→ JOBS
1: Answer these questions from the blog post about Maiyuu and Ball, one line each.
(a) Besides the modem, what was damaged during the argument?
(b) What job has Ball started?
(c) Which group did John support?
2: Extend the blog post about Maiyuu and Ball by a few paragraphs, picking up right after its final sentence.

→ SOURCE EXTRACT
Boyfriend Maiyuu kicked the modem across the room as we were having an argument.
Whenever we argue, some damage to our household possessions results. This time it was the modem, and a half wall-length mirror, which I accidentally broke as I walked out the door in a huff.
Thinking he was about to be evicted, Maiyuu put it there for safekeeping. Forgetting it was there, I dislodged it from its spot behind the door. Crash! There goes B1000.
The argument is now over, and we back to normal...closer than we were before, in fact.
The man from the company which supplies our computer and satellite TV service has replaced the damaged modem. We didn’t tell him that we had kicked it across the room for sport.
When Maiyuu and I argue, I go into feverish cleaning mode, as the boyfriend sulks and waits for my moods to return to normal.
This time I accomplished more cleaning than usual: I put back the CDs in their covers, dusted the TV and stereo area, and washed down the kitchen.
‘We should argue more often,’ I said after we had decided to call off the argument. ‘The place looks great!’
Maiyuu laughed.
-
Readers worried about the health of Ball, the young man I know from the slum next to my place, can take heart.
Ball has started work at a supermarket, selling and packing eggs.
He works a 10-hour day, including breaks. After he quits work early in the evening, he heads for carer R’s ya dong stand as usual, to wind down.
However, he has tempered his drinking habits, so no longer imbibes to excess. He knows he has to work the next morning, so takes himself home to bed after a couple of hours.
I saw him early in the week, on my nights off. He took himself home on both nights after he started to feel the effect of R’s ya dong concoction.
‘I don’t want to go back to the way I was before,’ he said. ‘When I take too much, I lose control of myself.’
On the first night we met, we shared the stand with customer John, a boisterous type wearing a muscle shirt who assumed I must be a soldier.
'You are wearing a singlet just like mine, and look so well-built,' he said, feeling up my arms.
He supported the anti-government United Front for Democracy against Dictatorship (the red shirts), and wanted to discuss Thai politics.
No thanks, mate. Shut up, if you don’t mind.
In a previous encounter at R’s ya dong stand, Ball and John started to fight.
Ball had imbibed to excess, and started hitting John. Ball, who has a small frame, was lucky to get home in one piece.
The two met again on the night I was there, and made up, though it was a difficult business, and at times I wondered if they would come to blows again.

→ AVAILABLE DATA
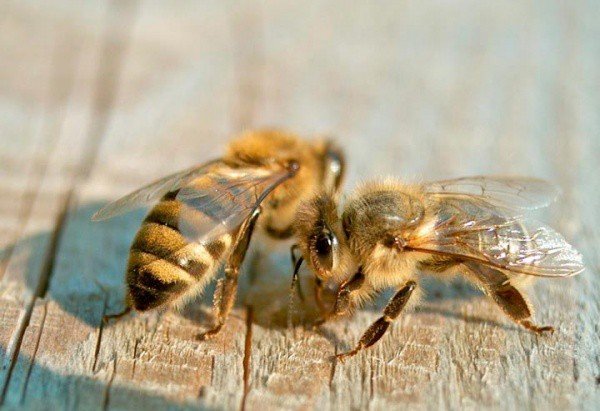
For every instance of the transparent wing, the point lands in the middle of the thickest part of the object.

→ ANSWERS BELOW
1:
(a) A half wall-length mirror.
(b) Selling and packing eggs at a supermarket.
(c) The anti-government United Front for Democracy against Dictatorship (the red shirts).

2:
Early in the night, Ball apologised for his conduct. John accepted it, but was not entirely happy. He tried to get in digs at Ball by talking critically about his mother.
‘I don’t know how Ball's mother can allow him to work so hard,’ he said to anyone who was listening.
‘Don’t listen to him – he’s trying to wind you up,’ I said.
Carer R, who is close to Ball, told John to keep his distance.
‘I would rather you not talk that way about my young friend, as it makes him look bad in public,’ R told John bluntly.
In the end, Ball decided he had better deal with the problem personally.
After apologising repeatedly, he switched seats for a one-one-one chat with disgruntled John.
John, declaring himself as Ball’s new ‘uncle’, accepted his apology wholeheartedly, and heaped praise on the young man.
On the second night, John was mercifully absent. Families who live locally dropped in for a chat. I met two dads and their kids. One child gave me a hug, while the other tugged on my farang arm-hair, and played piano on my outstretched hands.
I also met Ball’s mum, who popped out with her adopted child Fresh in her arms, soon after Ball turned up from work.
Ball loves Fresh, and showered her with kisses.
‘I don’t normally get a chance to see her, as she is usually asleep by the time I get home,’ he told me.
I heard Mum asking Ball about when he could expect to get paid.
By this time, Ball had been at work for three days. He was likely to earn just B1,000 in his first pay packet. It was not due out until three days after Mum asked. I hope she has been able to cope.
‘Mum's partner, Lort, brings very little money home,’ said Ball.
Ball lost his real Dad a few years ago to illness. Lort, who keeps himself emotionally aloof from family, fails to compare.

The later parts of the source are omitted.